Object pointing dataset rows
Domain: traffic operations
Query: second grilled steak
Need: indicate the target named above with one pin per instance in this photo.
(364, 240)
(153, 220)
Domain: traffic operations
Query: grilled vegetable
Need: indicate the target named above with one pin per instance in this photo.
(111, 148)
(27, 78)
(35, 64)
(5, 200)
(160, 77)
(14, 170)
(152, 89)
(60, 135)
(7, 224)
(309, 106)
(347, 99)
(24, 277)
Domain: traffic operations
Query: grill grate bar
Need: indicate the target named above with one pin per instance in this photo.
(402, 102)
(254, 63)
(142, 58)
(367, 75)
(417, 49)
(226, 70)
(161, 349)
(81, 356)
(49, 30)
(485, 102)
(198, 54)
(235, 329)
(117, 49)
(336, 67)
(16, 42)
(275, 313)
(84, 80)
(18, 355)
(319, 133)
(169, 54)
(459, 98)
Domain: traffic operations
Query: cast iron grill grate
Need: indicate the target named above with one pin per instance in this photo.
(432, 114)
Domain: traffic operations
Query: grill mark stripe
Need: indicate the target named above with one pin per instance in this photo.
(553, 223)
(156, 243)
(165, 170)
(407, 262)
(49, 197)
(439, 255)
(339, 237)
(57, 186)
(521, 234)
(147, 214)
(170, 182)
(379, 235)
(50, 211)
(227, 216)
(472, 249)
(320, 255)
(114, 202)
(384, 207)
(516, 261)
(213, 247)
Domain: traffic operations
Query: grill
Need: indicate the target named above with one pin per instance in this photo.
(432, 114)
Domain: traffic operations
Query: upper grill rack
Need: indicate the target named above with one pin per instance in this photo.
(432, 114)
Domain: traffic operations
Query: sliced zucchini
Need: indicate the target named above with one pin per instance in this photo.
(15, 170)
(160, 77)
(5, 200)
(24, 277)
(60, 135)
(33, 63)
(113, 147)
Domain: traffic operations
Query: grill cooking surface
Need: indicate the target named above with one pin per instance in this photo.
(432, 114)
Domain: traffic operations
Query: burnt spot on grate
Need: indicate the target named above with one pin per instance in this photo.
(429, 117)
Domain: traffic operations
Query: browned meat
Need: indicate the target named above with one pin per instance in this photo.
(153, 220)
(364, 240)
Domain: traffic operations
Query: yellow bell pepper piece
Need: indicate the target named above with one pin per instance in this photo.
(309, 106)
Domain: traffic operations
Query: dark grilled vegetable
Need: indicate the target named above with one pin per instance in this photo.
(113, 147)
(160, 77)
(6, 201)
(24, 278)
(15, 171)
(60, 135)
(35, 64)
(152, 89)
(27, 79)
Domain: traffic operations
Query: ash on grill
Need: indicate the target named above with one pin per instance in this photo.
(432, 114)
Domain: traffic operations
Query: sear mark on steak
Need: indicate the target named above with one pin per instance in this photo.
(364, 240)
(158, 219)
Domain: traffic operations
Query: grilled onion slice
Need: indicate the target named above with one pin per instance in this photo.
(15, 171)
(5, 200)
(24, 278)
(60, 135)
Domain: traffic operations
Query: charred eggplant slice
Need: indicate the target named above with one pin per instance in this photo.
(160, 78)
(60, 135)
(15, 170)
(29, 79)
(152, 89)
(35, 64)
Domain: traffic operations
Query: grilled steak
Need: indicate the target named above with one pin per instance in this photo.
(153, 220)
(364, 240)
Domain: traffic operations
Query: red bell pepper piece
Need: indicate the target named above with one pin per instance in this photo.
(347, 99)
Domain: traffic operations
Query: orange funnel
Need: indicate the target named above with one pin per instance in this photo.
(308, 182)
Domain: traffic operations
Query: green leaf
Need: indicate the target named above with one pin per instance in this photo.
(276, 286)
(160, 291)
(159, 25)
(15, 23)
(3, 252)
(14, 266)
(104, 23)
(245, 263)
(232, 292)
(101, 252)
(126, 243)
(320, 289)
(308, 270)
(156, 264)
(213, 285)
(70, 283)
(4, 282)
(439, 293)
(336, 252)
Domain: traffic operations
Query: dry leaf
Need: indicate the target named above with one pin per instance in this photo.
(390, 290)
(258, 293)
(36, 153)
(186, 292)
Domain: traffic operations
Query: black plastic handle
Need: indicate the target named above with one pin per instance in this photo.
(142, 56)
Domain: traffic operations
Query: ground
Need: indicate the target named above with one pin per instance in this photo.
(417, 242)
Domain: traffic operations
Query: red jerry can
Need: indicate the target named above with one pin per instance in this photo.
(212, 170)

[Your objective] Extract all of the material exactly as it is written.

[The response]
Domain: traffic operations
Query: second grilled steak
Need: indicate the target named above with one pin per instance in this photo.
(364, 240)
(153, 220)
Domain: traffic operations
Query: grilled vegetable
Need: indicate the target named above with one pin per instance in this photo.
(111, 148)
(27, 78)
(35, 64)
(5, 200)
(160, 77)
(14, 170)
(152, 89)
(60, 135)
(7, 224)
(309, 106)
(347, 99)
(24, 277)
Domain: traffic operations
Query: grill grate bar
Need: indicate the target named above with one pin per instance in this photo.
(402, 102)
(254, 63)
(142, 58)
(367, 75)
(417, 49)
(226, 70)
(161, 349)
(81, 356)
(49, 30)
(485, 102)
(198, 54)
(235, 329)
(117, 49)
(336, 67)
(16, 42)
(275, 313)
(84, 80)
(18, 355)
(319, 133)
(169, 54)
(459, 98)
Domain: traffic operations
Query: cast iron grill grate
Need: indicate the target named above with one pin per instance in this photo.
(432, 114)
Domain: traffic operations
Query: grill mark stripe
Need: indicate the target named above with one pin per instance in this photo.
(553, 223)
(156, 243)
(165, 170)
(407, 262)
(49, 197)
(439, 255)
(339, 237)
(57, 186)
(521, 234)
(147, 214)
(170, 182)
(379, 235)
(50, 211)
(227, 216)
(472, 249)
(320, 255)
(114, 202)
(384, 207)
(516, 261)
(213, 247)
Domain: traffic operations
Query: grill
Need: indicate the target named above with one pin per instance in this photo.
(432, 114)
Domain: traffic operations
Query: upper grill rack
Need: indicate the target named above with one pin per instance in this photo.
(432, 114)
Domain: traffic operations
Query: sliced zucchini
Need: indicate the target named above with one pin per instance in this photo.
(15, 170)
(160, 77)
(5, 200)
(24, 277)
(60, 135)
(33, 63)
(113, 147)
Domain: traffic operations
Query: grill cooking surface
Need: indicate the target named above with one pin per instance in this photo.
(432, 114)
Domain: traffic operations
Query: burnt spot on grate
Need: indicate the target named above with one pin per instance in this photo.
(429, 117)
Domain: traffic operations
Query: browned meat
Need: indicate the target named above with one pin per instance in this photo.
(153, 220)
(364, 240)
Domain: traffic operations
Query: yellow bell pepper piece
Need: indicate the target named above with one pin per instance in this photo.
(309, 106)
Domain: traffic operations
Query: dark grilled vegetable
Need: indicate the target named above with one pin per instance in this photo.
(113, 147)
(160, 77)
(6, 201)
(24, 278)
(15, 171)
(60, 135)
(35, 64)
(152, 89)
(27, 79)
Domain: traffic operations
Query: ash on grill
Need: indicate the target named above with one pin per instance in this photo.
(432, 114)
Domain: traffic operations
Query: sear mark on steak
Need: indicate the target named above with one pin per instance in this photo.
(364, 240)
(158, 219)
Domain: traffic operations
Query: grilled onion slice
Need: indicate the target named above with one pin per instance in this photo.
(15, 171)
(5, 200)
(24, 278)
(60, 135)
Domain: traffic operations
Query: charred eggplant slice
Need: indicate the target named above with one pin per instance in this photo.
(160, 78)
(60, 135)
(15, 170)
(29, 79)
(152, 89)
(35, 64)
Domain: traffic operations
Query: grilled steak
Need: indicate the target named above with one pin per instance in this photo.
(153, 220)
(364, 240)
Domain: traffic operations
Query: red bell pepper piece
Need: indicate the target named above with one pin per instance in this photo.
(347, 99)
Domain: traffic operations
Query: orange funnel
Need: indicate the target named above with one pin per instance in this photo.
(308, 182)
Domain: traffic operations
Query: green leaf
Need: indicate the target named above with one pin per instance in this photo.
(276, 286)
(160, 291)
(159, 25)
(15, 23)
(3, 252)
(14, 266)
(104, 23)
(245, 263)
(232, 292)
(101, 252)
(126, 243)
(320, 289)
(308, 270)
(156, 264)
(213, 285)
(70, 283)
(4, 282)
(439, 293)
(336, 252)
Domain: traffic operations
Query: dry leaf
Need: indicate the target named above with one pin per instance in this photo.
(390, 290)
(258, 293)
(36, 153)
(186, 292)
Domain: traffic operations
Query: black plastic handle
Need: indicate the target named above with one pin per instance in this photo.
(142, 56)
Domain: traffic operations
Query: ground
Need: indicate the target named above with one pin per instance in this photo.
(417, 242)
Domain: traffic operations
Query: red jerry can
Need: indicate the target named above with one pin per instance in this photo.
(212, 170)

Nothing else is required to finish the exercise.